# Data for the task:
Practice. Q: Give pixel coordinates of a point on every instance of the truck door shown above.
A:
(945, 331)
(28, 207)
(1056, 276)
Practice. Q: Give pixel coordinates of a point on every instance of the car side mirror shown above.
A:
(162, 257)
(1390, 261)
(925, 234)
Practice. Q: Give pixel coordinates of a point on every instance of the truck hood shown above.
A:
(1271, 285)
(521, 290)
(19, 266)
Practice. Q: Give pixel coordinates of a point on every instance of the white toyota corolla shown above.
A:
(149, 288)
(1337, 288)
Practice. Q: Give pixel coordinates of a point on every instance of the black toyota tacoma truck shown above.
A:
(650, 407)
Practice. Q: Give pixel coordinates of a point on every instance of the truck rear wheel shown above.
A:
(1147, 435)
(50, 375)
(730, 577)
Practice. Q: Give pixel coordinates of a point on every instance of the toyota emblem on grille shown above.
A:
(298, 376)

# Task statement:
Look through the entries and return every line where "truck" appears.

# Response to the task:
Practice. Q: Give pixel coordinates of a point on every instance of the truck door shown above.
Practice. Q: Give pixel coordinates of a point on every instance of the truck hood shown above.
Practice. Q: Give pixel coordinates of a point on every instance of the black toyota tacoma truck shown above.
Practice. Q: Give pixel coordinates of a point on every instance of the truck rear wheel shown above.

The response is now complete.